§ Given exercise: Output exactly, please, the lines of the records below from the one containing "Objective — one marker per instance of the candlestick" through the final line.

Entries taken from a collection
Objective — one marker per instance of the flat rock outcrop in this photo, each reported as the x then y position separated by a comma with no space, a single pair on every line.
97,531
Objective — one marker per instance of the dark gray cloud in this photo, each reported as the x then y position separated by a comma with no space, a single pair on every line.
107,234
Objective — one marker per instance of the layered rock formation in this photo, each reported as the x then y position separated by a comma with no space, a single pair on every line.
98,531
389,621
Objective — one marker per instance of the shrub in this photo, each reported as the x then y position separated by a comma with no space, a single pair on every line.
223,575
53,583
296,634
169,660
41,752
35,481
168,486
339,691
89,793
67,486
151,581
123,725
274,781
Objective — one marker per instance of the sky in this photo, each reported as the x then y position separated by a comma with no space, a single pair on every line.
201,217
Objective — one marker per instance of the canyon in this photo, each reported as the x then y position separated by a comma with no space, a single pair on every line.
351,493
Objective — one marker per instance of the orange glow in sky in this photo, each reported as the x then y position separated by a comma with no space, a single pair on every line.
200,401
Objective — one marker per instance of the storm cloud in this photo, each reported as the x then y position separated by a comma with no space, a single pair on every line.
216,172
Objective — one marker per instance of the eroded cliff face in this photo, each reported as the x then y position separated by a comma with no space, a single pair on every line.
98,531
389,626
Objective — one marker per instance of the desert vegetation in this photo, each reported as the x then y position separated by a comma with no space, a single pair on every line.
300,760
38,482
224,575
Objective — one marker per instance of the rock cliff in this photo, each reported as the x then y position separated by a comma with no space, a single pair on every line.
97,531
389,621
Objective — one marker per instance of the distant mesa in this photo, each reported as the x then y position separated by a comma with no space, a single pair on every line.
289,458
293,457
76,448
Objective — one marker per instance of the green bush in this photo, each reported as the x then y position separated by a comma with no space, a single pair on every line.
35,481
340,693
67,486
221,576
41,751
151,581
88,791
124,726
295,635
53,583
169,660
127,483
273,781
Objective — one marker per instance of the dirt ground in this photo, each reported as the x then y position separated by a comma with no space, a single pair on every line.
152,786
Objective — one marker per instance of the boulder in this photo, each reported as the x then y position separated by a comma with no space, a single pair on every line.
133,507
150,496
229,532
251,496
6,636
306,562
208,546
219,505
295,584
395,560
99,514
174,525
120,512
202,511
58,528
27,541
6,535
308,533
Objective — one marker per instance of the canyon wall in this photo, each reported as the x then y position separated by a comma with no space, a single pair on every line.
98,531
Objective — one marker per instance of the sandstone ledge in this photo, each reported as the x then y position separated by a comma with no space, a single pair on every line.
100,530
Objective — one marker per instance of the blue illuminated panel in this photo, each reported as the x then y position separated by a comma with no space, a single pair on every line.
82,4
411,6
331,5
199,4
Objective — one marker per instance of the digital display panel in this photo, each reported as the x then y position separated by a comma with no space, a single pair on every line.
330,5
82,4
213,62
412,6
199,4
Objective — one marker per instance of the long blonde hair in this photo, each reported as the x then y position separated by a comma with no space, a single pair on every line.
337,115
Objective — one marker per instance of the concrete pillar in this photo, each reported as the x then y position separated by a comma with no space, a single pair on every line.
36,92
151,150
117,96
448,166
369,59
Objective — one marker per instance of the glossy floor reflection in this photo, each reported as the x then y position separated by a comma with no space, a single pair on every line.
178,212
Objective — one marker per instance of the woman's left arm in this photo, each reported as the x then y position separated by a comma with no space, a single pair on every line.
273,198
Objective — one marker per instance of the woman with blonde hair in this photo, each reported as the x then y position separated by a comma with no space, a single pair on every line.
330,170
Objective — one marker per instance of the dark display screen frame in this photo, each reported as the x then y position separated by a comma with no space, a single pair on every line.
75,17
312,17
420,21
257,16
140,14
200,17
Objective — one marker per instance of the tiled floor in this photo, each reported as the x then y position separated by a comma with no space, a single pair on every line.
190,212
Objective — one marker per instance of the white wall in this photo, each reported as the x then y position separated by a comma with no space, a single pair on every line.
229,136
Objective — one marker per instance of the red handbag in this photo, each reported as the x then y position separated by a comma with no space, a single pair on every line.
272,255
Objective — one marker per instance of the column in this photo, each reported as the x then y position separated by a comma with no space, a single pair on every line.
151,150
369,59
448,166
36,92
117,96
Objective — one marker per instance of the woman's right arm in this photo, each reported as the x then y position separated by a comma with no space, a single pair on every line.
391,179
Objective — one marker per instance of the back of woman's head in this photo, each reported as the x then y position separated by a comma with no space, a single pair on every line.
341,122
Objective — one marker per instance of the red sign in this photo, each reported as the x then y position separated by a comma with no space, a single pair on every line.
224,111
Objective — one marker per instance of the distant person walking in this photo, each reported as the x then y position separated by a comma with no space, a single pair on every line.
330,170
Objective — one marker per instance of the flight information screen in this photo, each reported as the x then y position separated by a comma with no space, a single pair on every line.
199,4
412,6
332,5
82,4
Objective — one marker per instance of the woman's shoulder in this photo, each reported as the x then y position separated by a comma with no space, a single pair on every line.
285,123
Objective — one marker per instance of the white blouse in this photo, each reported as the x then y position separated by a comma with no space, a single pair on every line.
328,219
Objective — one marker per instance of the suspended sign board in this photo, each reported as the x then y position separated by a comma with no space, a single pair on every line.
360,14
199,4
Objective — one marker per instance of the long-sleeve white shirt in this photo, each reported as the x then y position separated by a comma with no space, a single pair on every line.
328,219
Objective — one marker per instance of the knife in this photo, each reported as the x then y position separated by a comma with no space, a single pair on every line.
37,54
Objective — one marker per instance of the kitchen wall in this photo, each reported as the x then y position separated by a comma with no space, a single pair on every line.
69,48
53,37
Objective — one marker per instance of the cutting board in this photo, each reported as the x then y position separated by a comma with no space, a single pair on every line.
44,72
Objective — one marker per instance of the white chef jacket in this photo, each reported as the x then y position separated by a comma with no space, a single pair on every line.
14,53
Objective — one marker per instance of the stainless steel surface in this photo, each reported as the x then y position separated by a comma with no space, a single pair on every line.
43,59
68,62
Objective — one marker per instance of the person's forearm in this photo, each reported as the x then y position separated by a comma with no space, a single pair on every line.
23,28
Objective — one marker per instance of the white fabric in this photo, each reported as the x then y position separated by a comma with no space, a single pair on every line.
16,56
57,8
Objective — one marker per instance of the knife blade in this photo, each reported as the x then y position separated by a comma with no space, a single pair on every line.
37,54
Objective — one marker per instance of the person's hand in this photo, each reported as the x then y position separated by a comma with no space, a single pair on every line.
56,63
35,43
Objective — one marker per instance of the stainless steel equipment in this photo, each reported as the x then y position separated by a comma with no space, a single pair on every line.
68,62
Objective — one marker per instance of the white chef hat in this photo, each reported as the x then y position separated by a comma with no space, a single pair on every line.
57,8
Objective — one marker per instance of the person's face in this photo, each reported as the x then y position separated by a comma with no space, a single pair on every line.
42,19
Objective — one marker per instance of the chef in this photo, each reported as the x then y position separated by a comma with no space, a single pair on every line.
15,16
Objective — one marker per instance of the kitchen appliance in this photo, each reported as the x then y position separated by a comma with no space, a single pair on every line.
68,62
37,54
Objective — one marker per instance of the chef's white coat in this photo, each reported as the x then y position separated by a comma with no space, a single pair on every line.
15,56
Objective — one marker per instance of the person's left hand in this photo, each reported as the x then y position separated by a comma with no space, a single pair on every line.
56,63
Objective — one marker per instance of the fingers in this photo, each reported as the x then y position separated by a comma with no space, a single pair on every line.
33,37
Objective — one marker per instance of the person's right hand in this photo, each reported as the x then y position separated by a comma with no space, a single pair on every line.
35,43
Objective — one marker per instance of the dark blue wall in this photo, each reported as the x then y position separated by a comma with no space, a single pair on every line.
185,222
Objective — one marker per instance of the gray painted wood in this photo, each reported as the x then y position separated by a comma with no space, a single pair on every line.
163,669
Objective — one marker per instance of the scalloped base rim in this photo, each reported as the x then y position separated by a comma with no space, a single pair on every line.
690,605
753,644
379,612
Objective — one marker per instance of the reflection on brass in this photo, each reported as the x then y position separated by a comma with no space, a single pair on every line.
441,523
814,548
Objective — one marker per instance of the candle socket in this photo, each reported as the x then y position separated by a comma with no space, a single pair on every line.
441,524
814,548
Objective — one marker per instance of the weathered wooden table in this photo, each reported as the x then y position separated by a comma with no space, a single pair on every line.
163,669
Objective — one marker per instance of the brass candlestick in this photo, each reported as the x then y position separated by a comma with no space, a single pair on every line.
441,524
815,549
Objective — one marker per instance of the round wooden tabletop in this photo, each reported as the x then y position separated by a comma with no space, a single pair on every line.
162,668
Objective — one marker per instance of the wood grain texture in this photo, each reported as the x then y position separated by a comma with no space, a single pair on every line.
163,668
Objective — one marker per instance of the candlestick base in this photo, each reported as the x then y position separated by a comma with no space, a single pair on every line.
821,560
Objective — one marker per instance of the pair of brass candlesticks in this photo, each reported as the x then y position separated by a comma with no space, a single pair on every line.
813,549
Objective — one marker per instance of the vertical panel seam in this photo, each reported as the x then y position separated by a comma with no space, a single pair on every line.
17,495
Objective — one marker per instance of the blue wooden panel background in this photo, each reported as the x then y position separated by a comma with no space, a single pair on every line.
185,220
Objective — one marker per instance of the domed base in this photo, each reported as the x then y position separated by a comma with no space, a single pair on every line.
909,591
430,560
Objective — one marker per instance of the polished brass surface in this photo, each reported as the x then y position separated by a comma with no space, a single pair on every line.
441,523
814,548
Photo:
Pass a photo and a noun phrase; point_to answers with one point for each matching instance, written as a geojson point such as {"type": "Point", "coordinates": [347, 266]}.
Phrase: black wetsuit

§ Correct response:
Objective — one marker per instance of the candlestick base in this photo, each reported as the x then y position separated by a comma with no space, a single pair on every line.
821,560
Objective — one marker per instance of the pair of brass candlesticks in this photo, each reported as the x then y position separated by a comma with no space, a single pair on every line.
813,549
Objective — one marker per instance of the vertical panel seam in this photo, each reported as the x then y position separated by a comma with no space, a single pair on every line.
17,495
Objective — one marker per instance of the blue wooden panel background in this photo, each reported as the x then y position separated by a comma with no space, a single pair on every line.
185,220
Objective — one marker per instance of the domed base in this photo, each reported as the x then y position separated by a comma with no space, a single pair on every line.
909,591
430,560
Objective — one marker per instance of the polished brass surface in this photo, each reported as the x then y position separated by a comma with no space, a single pair on every line.
441,523
814,548
Photo:
Pass a photo and a noun phrase; point_to answers with one point for each matching instance, written as a geojson point such as {"type": "Point", "coordinates": [347, 266]}.
Phrase: black wetsuit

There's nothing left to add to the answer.